§ **Work item**
Please restate the listing below in full, word for word.

§ **Extracted information**

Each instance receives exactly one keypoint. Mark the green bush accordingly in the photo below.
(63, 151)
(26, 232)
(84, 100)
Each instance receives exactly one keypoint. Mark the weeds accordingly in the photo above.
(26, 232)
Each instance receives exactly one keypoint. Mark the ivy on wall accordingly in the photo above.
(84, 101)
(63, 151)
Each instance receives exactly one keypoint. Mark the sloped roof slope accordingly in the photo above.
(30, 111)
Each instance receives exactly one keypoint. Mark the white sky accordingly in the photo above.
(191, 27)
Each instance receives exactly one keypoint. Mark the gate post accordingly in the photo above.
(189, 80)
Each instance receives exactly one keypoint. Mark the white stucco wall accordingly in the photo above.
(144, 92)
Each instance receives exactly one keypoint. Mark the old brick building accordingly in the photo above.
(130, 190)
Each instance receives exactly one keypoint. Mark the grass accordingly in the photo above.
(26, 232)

§ **Output below**
Each instance receives exactly one keypoint. Mark the green bush accordingly in the photo below.
(63, 151)
(26, 232)
(84, 100)
Each instance receives exactly one keypoint. Mark the weeds accordingly in the photo above.
(26, 232)
Each instance receives exactly one keypoint. Mark the ivy on wall accordingly in the photo above.
(84, 101)
(63, 151)
Each instance receives exactly one keypoint. Mark the sloped roof slope accordingly in the photo above.
(30, 111)
Each instance receives exactly one keypoint. Mark the white sky accordingly in the photo above.
(191, 27)
Each instance receives exactly one keypoint. Mark the gate post accordingly in the photo above.
(189, 80)
Each instance receives exactly one keypoint. Mark the white stucco wall accordingly in the photo above.
(144, 92)
Each instance receives exactly one keypoint. Mark the old brick building accordingly in the photo above.
(130, 190)
Each instance receives exactly one keypoint. Mark the grass accordingly in the photo above.
(26, 232)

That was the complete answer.